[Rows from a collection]
━━━━━━

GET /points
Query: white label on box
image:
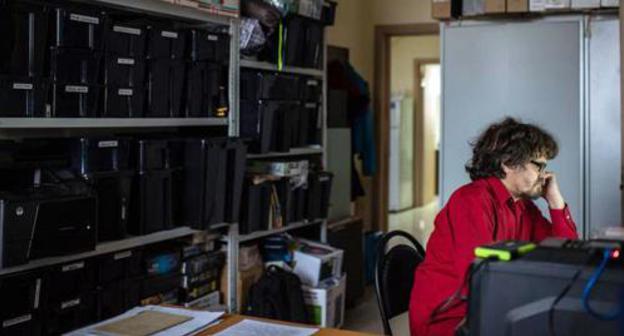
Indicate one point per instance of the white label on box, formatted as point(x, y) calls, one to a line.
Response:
point(70, 303)
point(76, 89)
point(585, 3)
point(108, 144)
point(557, 4)
point(17, 320)
point(22, 86)
point(73, 267)
point(610, 3)
point(84, 19)
point(125, 61)
point(169, 34)
point(127, 30)
point(125, 92)
point(122, 255)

━━━━━━

# [AIM OF THE TASK]
Return all of the rows above line for line, without changing anything. Leave the pictures out.

# [THE COMPLETED TASK]
GET /points
Query: white label on box
image:
Indicate one point per instance of the white label on box, formatted as point(x, y) calls, one to a line.
Response:
point(70, 303)
point(76, 89)
point(585, 3)
point(108, 144)
point(557, 4)
point(17, 320)
point(22, 86)
point(73, 267)
point(610, 3)
point(84, 19)
point(125, 61)
point(169, 34)
point(127, 30)
point(125, 92)
point(122, 255)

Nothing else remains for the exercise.